** INSTRUCTIONS FOR THE TASK **
In the listing below, a line holding "598, row 285." and a line holding "532, row 468." mark the range. Retype both exactly, with all lines between them.

** DATA PROVIDED **
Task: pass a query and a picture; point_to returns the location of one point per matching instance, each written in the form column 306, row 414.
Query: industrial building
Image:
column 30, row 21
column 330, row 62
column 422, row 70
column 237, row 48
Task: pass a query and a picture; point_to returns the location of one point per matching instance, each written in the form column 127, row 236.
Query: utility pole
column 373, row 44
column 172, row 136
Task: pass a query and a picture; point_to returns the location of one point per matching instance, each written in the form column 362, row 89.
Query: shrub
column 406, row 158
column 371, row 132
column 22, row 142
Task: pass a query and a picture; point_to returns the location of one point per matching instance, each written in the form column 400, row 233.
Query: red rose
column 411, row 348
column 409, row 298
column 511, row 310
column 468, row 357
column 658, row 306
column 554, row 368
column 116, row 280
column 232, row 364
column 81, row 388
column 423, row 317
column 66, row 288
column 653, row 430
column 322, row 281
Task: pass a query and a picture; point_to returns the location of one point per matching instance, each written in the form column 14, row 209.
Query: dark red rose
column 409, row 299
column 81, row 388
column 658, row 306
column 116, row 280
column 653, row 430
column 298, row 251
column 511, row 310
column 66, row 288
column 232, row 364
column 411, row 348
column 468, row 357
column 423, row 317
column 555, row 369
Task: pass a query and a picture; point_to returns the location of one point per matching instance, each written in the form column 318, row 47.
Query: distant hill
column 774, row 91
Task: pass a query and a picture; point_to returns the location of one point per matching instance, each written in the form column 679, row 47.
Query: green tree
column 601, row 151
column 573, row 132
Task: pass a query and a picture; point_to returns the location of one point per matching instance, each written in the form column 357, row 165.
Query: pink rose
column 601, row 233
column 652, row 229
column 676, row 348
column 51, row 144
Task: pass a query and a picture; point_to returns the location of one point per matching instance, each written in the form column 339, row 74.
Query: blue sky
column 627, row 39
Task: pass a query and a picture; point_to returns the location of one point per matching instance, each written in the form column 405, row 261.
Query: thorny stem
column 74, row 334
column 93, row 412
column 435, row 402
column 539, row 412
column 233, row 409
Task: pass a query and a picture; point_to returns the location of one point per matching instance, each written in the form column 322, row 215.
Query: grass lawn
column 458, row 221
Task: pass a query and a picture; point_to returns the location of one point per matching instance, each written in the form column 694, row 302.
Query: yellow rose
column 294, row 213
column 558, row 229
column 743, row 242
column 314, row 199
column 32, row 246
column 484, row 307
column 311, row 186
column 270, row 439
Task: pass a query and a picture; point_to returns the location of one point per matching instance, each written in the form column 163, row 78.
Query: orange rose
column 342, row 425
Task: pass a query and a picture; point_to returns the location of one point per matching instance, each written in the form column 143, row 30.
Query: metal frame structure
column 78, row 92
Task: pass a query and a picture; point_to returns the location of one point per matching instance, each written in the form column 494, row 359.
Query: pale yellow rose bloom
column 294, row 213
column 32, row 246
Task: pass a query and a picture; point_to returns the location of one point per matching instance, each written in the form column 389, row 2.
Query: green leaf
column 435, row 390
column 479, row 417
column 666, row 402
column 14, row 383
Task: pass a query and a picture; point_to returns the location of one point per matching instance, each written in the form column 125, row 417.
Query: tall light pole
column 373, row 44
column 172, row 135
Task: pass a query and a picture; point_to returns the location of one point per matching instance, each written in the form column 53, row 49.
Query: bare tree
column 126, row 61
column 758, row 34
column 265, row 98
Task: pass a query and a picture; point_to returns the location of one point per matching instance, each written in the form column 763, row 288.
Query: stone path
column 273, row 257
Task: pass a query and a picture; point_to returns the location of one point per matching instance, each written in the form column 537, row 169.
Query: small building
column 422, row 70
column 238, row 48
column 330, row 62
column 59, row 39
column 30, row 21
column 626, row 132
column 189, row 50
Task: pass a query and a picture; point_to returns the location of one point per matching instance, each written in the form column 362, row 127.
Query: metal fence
==
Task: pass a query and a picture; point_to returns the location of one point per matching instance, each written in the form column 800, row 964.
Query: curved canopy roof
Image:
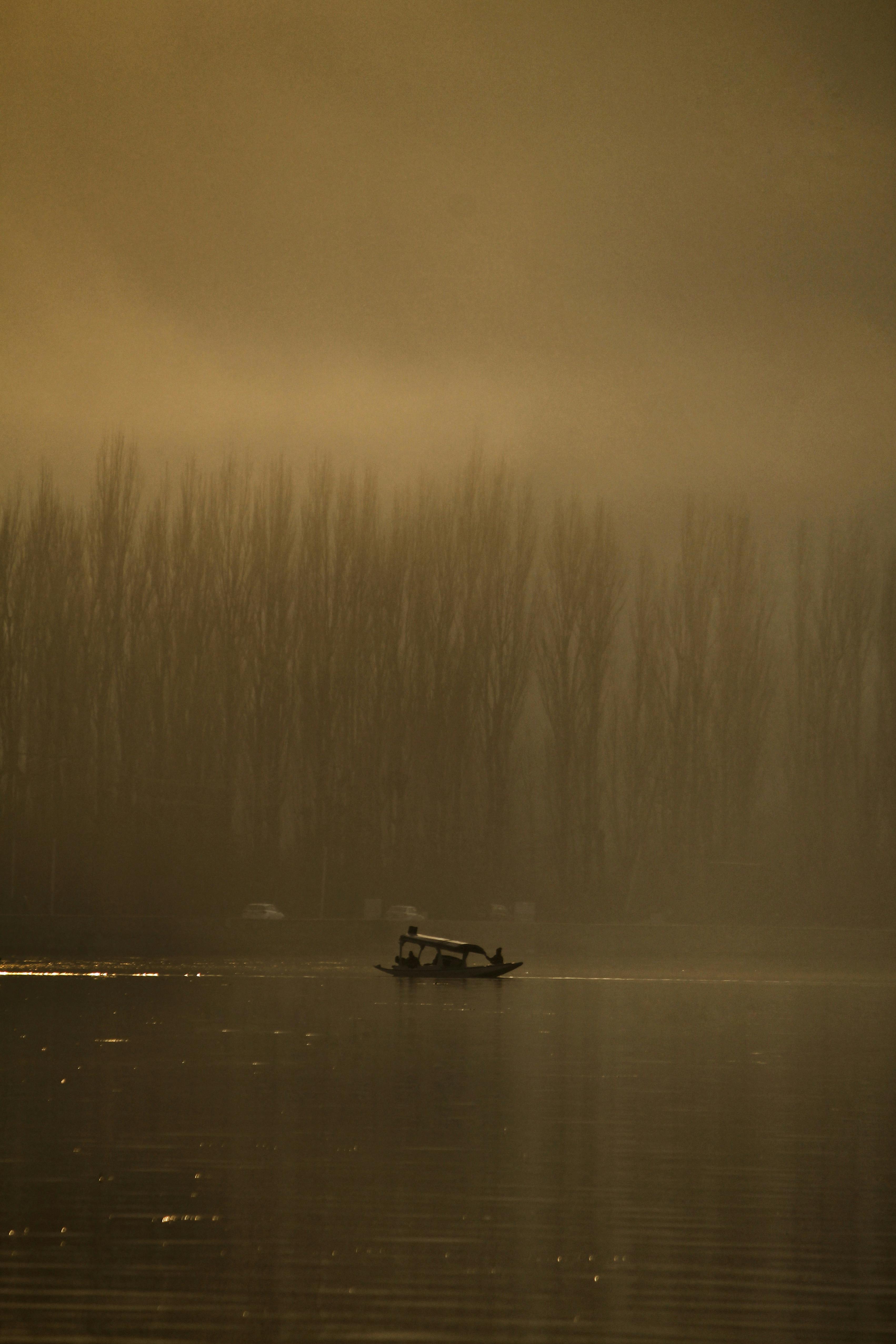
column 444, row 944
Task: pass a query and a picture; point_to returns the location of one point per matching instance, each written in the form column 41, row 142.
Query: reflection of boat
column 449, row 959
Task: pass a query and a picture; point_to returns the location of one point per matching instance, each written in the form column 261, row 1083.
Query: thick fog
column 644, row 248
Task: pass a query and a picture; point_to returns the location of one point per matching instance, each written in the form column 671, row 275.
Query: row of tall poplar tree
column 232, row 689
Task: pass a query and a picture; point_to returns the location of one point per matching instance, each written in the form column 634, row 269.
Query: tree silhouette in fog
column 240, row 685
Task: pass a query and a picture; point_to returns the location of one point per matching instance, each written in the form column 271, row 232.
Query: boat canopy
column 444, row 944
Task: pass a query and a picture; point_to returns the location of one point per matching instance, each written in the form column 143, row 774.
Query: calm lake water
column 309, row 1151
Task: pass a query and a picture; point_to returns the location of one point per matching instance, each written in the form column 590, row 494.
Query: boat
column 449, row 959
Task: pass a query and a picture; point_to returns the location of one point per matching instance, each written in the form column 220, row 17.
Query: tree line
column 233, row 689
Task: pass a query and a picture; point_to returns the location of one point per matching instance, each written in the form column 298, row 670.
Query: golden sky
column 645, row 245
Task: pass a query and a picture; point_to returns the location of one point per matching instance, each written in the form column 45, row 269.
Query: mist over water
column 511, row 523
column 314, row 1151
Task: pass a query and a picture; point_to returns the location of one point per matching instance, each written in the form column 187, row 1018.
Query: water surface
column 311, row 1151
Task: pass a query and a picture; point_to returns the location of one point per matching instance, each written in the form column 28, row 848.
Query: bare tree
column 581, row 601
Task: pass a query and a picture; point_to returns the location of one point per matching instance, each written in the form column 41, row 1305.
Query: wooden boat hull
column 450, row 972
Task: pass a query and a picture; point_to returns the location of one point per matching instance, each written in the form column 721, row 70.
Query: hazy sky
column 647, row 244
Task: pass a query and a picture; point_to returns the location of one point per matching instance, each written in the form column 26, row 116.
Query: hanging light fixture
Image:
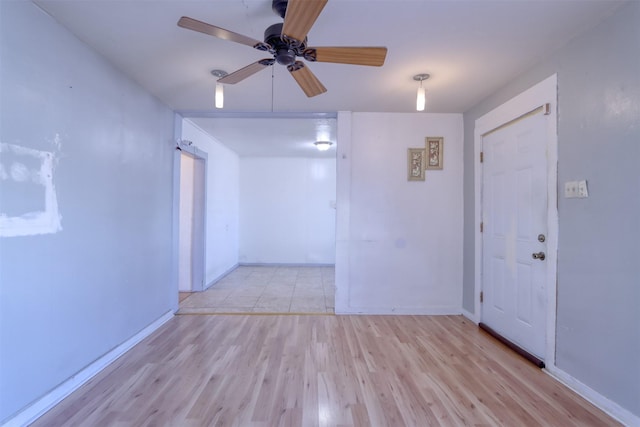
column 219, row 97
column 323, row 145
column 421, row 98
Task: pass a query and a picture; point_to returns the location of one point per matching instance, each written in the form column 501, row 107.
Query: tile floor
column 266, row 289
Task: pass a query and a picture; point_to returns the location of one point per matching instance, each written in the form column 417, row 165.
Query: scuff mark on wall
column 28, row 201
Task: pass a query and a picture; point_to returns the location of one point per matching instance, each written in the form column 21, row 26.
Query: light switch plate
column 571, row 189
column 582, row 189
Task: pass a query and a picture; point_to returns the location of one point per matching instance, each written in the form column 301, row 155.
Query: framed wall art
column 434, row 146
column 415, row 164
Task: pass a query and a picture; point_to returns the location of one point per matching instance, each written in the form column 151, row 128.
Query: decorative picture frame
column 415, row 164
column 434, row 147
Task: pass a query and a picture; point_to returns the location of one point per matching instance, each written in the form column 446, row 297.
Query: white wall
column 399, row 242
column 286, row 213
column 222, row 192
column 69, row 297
---
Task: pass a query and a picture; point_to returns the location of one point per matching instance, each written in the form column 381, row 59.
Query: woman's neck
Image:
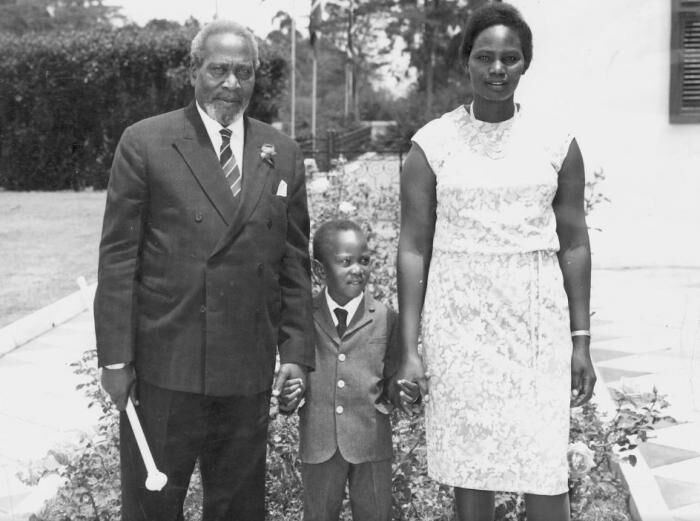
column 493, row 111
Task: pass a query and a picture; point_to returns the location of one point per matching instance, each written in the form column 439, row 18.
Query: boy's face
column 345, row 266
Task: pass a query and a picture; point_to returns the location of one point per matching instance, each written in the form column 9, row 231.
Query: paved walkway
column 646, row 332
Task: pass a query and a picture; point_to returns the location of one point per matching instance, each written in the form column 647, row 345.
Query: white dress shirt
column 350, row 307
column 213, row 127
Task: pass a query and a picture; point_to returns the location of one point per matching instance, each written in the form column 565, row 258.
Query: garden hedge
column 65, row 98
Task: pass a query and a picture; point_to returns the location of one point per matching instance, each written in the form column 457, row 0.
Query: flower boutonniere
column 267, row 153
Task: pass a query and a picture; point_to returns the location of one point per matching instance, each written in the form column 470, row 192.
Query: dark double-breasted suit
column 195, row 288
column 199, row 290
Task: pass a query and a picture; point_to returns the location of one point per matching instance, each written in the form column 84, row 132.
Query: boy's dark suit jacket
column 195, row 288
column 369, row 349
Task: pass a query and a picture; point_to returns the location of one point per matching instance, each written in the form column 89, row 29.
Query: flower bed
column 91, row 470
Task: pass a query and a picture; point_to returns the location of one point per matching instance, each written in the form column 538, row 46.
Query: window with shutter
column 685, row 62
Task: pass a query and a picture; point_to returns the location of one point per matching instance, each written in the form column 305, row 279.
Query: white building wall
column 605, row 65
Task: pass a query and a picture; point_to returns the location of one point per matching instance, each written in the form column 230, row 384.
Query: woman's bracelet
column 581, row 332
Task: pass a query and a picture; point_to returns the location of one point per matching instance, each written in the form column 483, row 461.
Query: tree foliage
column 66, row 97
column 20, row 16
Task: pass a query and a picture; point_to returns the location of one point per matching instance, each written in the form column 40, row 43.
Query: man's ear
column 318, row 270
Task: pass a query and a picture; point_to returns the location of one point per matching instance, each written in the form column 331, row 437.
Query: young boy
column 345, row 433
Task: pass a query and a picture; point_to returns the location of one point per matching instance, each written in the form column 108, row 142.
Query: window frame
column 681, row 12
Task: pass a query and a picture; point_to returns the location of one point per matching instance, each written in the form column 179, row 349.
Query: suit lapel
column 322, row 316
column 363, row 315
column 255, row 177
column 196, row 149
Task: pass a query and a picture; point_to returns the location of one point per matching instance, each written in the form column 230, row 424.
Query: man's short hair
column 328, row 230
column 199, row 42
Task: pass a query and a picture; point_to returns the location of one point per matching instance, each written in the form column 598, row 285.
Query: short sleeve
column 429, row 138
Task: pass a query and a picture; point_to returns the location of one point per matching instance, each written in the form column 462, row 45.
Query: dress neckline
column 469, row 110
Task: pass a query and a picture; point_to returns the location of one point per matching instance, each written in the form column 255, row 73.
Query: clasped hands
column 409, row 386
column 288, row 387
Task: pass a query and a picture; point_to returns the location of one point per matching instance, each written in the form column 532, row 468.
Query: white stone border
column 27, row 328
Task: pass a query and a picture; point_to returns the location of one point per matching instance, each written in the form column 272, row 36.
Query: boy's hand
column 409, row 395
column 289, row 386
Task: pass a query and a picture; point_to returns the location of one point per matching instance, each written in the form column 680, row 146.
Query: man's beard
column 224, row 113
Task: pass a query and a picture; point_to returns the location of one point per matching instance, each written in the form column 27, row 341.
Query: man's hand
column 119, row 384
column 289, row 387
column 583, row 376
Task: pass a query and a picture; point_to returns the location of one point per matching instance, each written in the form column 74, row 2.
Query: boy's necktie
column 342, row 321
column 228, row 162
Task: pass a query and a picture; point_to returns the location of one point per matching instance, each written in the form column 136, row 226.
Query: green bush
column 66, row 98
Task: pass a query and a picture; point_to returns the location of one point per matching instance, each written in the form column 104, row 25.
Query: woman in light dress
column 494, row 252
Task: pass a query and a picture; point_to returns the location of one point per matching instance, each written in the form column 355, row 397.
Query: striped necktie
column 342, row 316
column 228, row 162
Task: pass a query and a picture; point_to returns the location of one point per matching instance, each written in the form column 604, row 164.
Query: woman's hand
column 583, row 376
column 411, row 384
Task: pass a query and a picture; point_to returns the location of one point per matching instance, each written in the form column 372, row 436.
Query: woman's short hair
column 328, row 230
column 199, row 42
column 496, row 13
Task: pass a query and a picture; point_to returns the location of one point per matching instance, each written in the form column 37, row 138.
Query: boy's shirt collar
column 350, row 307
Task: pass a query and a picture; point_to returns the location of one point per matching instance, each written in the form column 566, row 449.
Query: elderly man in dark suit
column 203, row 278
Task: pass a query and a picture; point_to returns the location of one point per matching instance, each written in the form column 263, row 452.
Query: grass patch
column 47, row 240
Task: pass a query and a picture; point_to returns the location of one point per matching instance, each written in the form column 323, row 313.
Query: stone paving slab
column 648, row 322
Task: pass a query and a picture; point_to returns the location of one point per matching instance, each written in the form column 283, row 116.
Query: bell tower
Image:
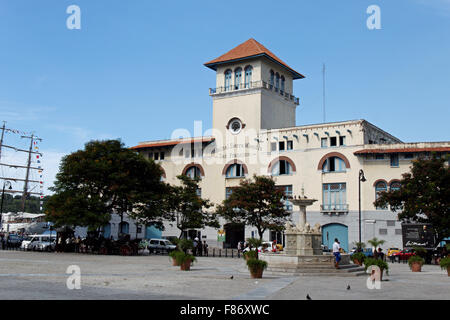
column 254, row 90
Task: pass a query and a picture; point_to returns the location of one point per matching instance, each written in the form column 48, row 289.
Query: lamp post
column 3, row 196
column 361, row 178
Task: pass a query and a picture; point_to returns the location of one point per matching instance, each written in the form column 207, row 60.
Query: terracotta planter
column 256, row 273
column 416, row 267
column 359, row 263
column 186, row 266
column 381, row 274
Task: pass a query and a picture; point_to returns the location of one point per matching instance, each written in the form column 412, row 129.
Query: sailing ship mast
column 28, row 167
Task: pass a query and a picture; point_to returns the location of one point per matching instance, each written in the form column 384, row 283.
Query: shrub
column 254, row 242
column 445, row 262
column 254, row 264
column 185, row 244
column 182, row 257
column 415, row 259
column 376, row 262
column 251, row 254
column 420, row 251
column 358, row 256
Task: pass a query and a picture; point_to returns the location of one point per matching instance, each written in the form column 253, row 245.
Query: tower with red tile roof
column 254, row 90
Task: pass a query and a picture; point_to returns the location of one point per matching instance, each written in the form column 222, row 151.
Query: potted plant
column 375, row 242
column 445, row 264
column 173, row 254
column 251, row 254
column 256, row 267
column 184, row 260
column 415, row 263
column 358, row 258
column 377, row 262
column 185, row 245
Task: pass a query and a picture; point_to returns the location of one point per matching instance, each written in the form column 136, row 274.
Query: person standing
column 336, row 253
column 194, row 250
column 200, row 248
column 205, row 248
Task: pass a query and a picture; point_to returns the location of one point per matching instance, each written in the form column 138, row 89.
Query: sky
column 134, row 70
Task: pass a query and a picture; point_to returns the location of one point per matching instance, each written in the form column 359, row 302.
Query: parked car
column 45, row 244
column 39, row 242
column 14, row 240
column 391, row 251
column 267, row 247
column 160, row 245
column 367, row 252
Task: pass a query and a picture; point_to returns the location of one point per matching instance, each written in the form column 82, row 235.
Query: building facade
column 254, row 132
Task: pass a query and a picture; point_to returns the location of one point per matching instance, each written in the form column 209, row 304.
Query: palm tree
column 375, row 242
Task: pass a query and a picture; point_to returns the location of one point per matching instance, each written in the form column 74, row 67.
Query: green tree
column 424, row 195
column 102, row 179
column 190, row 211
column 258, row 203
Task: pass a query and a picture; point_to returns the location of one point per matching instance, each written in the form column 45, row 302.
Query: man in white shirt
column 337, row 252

** THE COMPLETED TASK **
Task: pass a query and a picture; point_to returns the location of one point per matching instance, each written in the form column 598, row 285.
Query: short sleeve
column 429, row 138
Task: pass a query and a picture; point_to returns the location of one point per matching instance, each written in the form column 462, row 45.
Query: dress neckline
column 469, row 110
Task: pass a query and a picture; point_to returns the location of one point per matching instance, each written in the form column 255, row 73.
Query: clasped hands
column 409, row 386
column 288, row 387
Task: pass a query and a picture; point_to returns the location of one point per matching instance, each written in the form column 532, row 468.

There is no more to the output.